## EXERCISE TEXT
::::::
2. Where Modern Science Corrected His Presentation

Because molecular biology was in its infancy in 1943, Schrödinger had to make several educated guesses based on the physics of his era. Many of these biological and chemical guesses required major corrections.

  • The Material of the Gene (Protein vs. DNA)
    • Schrödinger's View: In Chapter 2, he explicitly states: "It is probably a large protein molecule, in which every atom, every radical, every heterocyclic ring plays an individual role..." At the time, proteins were thought to be the only molecules complex enough to carry genetic information.
    • The Correction: The genetic material is Deoxyribonucleic Acid (DNA), not protein. DNA is structurally much simpler in its alphabet (four bases) than proteins (twenty amino acids), which makes it a far better medium for copying and storing a code.
  • The Mechanism of Mutation
    • Schrödinger's View: Leaning on Max Delbrück’s target theory, Schrödinger modeled mutations as rare "quantum jumps" or isomeric transitions within the gene molecule, caused by chance thermal fluctuations or X-ray ionizing hits overcoming a specific energy threshold.
    • The Correction: While thermodynamic fluctuations (like tautomeric shifts in DNA bases) do cause a fraction of mutations, modern genetics shows that mutations are overwhelmingly biological and mechanical errors rather than purely quantum-physical ones. They are largely caused by errors made by the enzyme DNA polymerase during replication (insertions, deletions, and substitutions), or by the cell's imperfect repair of chemical/radiation damage.
  • The Copying Mechanism
    • Schrödinger's View: He struggled to explain exactly how his aperiodic crystal could perfectly duplicate itself during mitosis, attributing it generally to the "order from order" principle of quantum mechanics.
::::::
## DATA EXTRACTS
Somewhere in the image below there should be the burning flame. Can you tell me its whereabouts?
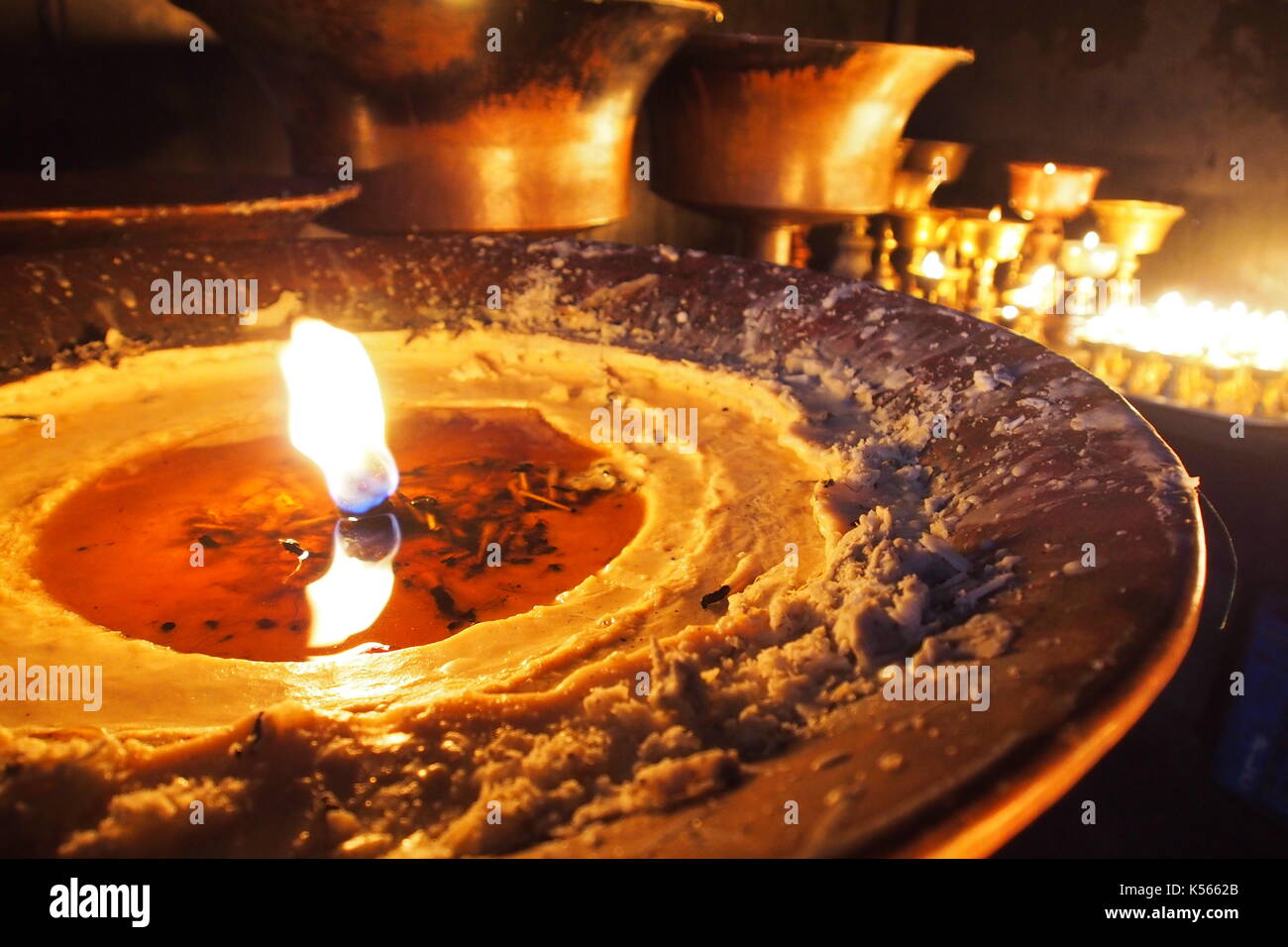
[921,250,948,279]
[280,318,398,513]
[1070,291,1288,372]
[304,514,400,648]
[280,318,400,648]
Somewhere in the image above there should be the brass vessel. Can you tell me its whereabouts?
[647,34,974,263]
[175,0,720,233]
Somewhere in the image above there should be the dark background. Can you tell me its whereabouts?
[0,0,1288,856]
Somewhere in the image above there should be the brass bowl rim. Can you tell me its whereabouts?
[1087,197,1185,218]
[1006,161,1109,176]
[0,181,362,223]
[685,30,975,65]
[881,206,957,219]
[944,204,1033,227]
[623,0,724,23]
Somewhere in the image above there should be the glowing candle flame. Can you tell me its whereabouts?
[280,318,398,513]
[921,250,947,279]
[304,514,400,648]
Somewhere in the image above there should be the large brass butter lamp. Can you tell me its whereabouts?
[647,34,974,264]
[1008,161,1105,283]
[175,0,720,233]
[1091,201,1185,282]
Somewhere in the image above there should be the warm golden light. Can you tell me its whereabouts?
[280,318,398,513]
[280,318,400,648]
[921,250,947,279]
[1072,292,1288,372]
[304,515,399,648]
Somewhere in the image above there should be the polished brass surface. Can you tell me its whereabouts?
[890,167,943,210]
[647,35,974,238]
[1091,201,1185,279]
[950,207,1030,263]
[1008,161,1105,220]
[176,0,720,233]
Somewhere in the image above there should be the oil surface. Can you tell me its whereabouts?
[34,408,644,661]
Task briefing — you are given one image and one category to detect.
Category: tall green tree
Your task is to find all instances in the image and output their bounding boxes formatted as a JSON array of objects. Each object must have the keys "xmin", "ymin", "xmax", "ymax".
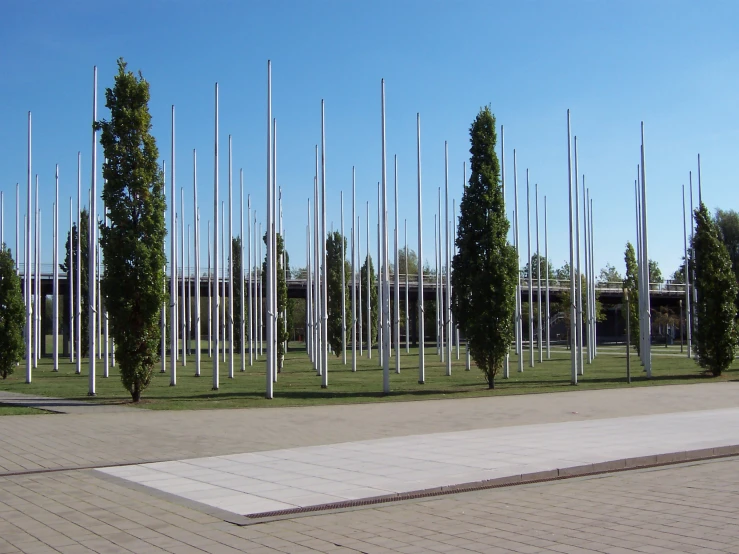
[
  {"xmin": 452, "ymin": 107, "xmax": 518, "ymax": 389},
  {"xmin": 326, "ymin": 231, "xmax": 351, "ymax": 357},
  {"xmin": 262, "ymin": 233, "xmax": 290, "ymax": 366},
  {"xmin": 621, "ymin": 242, "xmax": 640, "ymax": 353},
  {"xmin": 692, "ymin": 203, "xmax": 737, "ymax": 375},
  {"xmin": 357, "ymin": 256, "xmax": 379, "ymax": 344},
  {"xmin": 95, "ymin": 58, "xmax": 167, "ymax": 402},
  {"xmin": 59, "ymin": 208, "xmax": 90, "ymax": 357},
  {"xmin": 0, "ymin": 247, "xmax": 26, "ymax": 379}
]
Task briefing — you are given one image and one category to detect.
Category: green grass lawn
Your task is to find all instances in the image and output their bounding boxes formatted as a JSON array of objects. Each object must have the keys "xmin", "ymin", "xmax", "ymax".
[
  {"xmin": 0, "ymin": 344, "xmax": 739, "ymax": 410},
  {"xmin": 0, "ymin": 404, "xmax": 49, "ymax": 416}
]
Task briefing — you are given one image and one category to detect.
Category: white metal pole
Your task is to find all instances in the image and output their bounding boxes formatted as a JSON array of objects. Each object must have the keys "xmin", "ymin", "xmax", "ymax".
[
  {"xmin": 239, "ymin": 169, "xmax": 246, "ymax": 371},
  {"xmin": 352, "ymin": 166, "xmax": 362, "ymax": 371},
  {"xmin": 321, "ymin": 100, "xmax": 328, "ymax": 389},
  {"xmin": 403, "ymin": 218, "xmax": 411, "ymax": 354},
  {"xmin": 208, "ymin": 83, "xmax": 220, "ymax": 390},
  {"xmin": 534, "ymin": 183, "xmax": 549, "ymax": 363},
  {"xmin": 76, "ymin": 152, "xmax": 81, "ymax": 375},
  {"xmin": 416, "ymin": 113, "xmax": 426, "ymax": 385},
  {"xmin": 192, "ymin": 149, "xmax": 202, "ymax": 377},
  {"xmin": 446, "ymin": 141, "xmax": 453, "ymax": 376},
  {"xmin": 570, "ymin": 136, "xmax": 585, "ymax": 375},
  {"xmin": 544, "ymin": 196, "xmax": 552, "ymax": 360},
  {"xmin": 513, "ymin": 148, "xmax": 523, "ymax": 373},
  {"xmin": 228, "ymin": 135, "xmax": 234, "ymax": 379},
  {"xmin": 23, "ymin": 112, "xmax": 33, "ymax": 383},
  {"xmin": 268, "ymin": 60, "xmax": 275, "ymax": 399},
  {"xmin": 680, "ymin": 185, "xmax": 693, "ymax": 358},
  {"xmin": 87, "ymin": 66, "xmax": 98, "ymax": 396},
  {"xmin": 567, "ymin": 109, "xmax": 577, "ymax": 385},
  {"xmin": 641, "ymin": 121, "xmax": 652, "ymax": 379},
  {"xmin": 526, "ymin": 169, "xmax": 534, "ymax": 367},
  {"xmin": 394, "ymin": 155, "xmax": 400, "ymax": 373},
  {"xmin": 171, "ymin": 105, "xmax": 178, "ymax": 380},
  {"xmin": 53, "ymin": 164, "xmax": 59, "ymax": 371},
  {"xmin": 340, "ymin": 190, "xmax": 346, "ymax": 365}
]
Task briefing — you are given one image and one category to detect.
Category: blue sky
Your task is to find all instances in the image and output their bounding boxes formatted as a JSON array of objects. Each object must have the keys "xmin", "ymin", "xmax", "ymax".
[{"xmin": 0, "ymin": 0, "xmax": 739, "ymax": 276}]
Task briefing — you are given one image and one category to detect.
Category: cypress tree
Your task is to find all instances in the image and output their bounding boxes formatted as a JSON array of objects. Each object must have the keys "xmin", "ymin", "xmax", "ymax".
[
  {"xmin": 692, "ymin": 203, "xmax": 737, "ymax": 376},
  {"xmin": 96, "ymin": 58, "xmax": 166, "ymax": 402},
  {"xmin": 452, "ymin": 107, "xmax": 518, "ymax": 389}
]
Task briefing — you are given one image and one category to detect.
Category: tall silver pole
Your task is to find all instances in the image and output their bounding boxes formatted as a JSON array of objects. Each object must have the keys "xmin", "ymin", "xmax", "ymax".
[
  {"xmin": 641, "ymin": 121, "xmax": 652, "ymax": 379},
  {"xmin": 69, "ymin": 195, "xmax": 75, "ymax": 363},
  {"xmin": 87, "ymin": 66, "xmax": 98, "ymax": 396},
  {"xmin": 76, "ymin": 152, "xmax": 81, "ymax": 375},
  {"xmin": 321, "ymin": 100, "xmax": 328, "ymax": 389},
  {"xmin": 169, "ymin": 106, "xmax": 178, "ymax": 380},
  {"xmin": 340, "ymin": 190, "xmax": 346, "ymax": 365},
  {"xmin": 403, "ymin": 219, "xmax": 411, "ymax": 354},
  {"xmin": 53, "ymin": 164, "xmax": 59, "ymax": 371},
  {"xmin": 544, "ymin": 196, "xmax": 552, "ymax": 360},
  {"xmin": 513, "ymin": 148, "xmax": 523, "ymax": 373},
  {"xmin": 567, "ymin": 109, "xmax": 577, "ymax": 385},
  {"xmin": 23, "ymin": 112, "xmax": 33, "ymax": 383},
  {"xmin": 570, "ymin": 136, "xmax": 585, "ymax": 375},
  {"xmin": 582, "ymin": 175, "xmax": 593, "ymax": 364},
  {"xmin": 192, "ymin": 149, "xmax": 202, "ymax": 377},
  {"xmin": 365, "ymin": 200, "xmax": 372, "ymax": 360},
  {"xmin": 680, "ymin": 185, "xmax": 692, "ymax": 358},
  {"xmin": 181, "ymin": 188, "xmax": 187, "ymax": 364},
  {"xmin": 446, "ymin": 141, "xmax": 453, "ymax": 376},
  {"xmin": 352, "ymin": 166, "xmax": 362, "ymax": 371},
  {"xmin": 246, "ymin": 194, "xmax": 254, "ymax": 367},
  {"xmin": 208, "ymin": 83, "xmax": 221, "ymax": 390},
  {"xmin": 240, "ymin": 169, "xmax": 246, "ymax": 371},
  {"xmin": 394, "ymin": 155, "xmax": 400, "ymax": 373},
  {"xmin": 228, "ymin": 135, "xmax": 234, "ymax": 379},
  {"xmin": 526, "ymin": 169, "xmax": 534, "ymax": 367},
  {"xmin": 534, "ymin": 184, "xmax": 549, "ymax": 363}
]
::::::
## QUESTIONS TO ANSWER
[1] Say whether each statement below agrees with the passage on Schrödinger's corrected views. Answer yes or no, and quote the words from the passage that decide it.
(a) Proteins were once thought to be the only molecules complex enough to carry genetic information.
(b) DNA has a larger alphabet than proteins.
(c) Modern genetics shows that mutations are mostly purely quantum-physical events.
[2] Extend the passage on Schrödinger's corrected views, starting after its last sentence.

## ANSWERS FOR EACH ITEM
[1]
(a) Yes: "At the time, proteins were thought to be the only molecules complex enough to carry genetic information."
(b) No: "DNA is structurally much simpler in its alphabet (four bases) than proteins (twenty amino acids)"
(c) No: "mutations are overwhelmingly biological and mechanical errors rather than purely quantum-physical ones"

[2]
    • The Correction: The double helix structure immediately revealed a mechanical copying mechanism. Because Adenine always pairs with Thymine, and Cytosine with Guanine, one strand of the DNA serves as a physical template for the other. The copying is carried out by highly complex protein machinery (enzymes), meaning the gene does not passively duplicate via quantum mechanics; it is actively copied by the cell's biological factories.
  • The Size of the Gene
    • Schrödinger's View: He estimated the size of a gene to be no more than about a million, or even just a thousand, atoms (a volume of 10 atomic-distances-cubed).
    • The Correction: We now know genes are vastly larger. A single human gene can span tens of thousands to millions of base pairs, comprising millions to billions of atoms.

Summary

Schrödinger successfully deduced the physics of information storage required for life. He correctly reasoned that heredity required a molecular code-script housed in an aperiodic structure, and he correctly defined the thermodynamic challenges life faces.

However, the discovery of the double helix and subsequent molecular biology corrected his physical chemistry. He viewed the gene as a static protein that mutates via quantum isomerism. We now know the gene is a dynamic nucleic acid that mutates primarily via enzymatic copying errors, and replicates through structural templating rather than pure physical forces.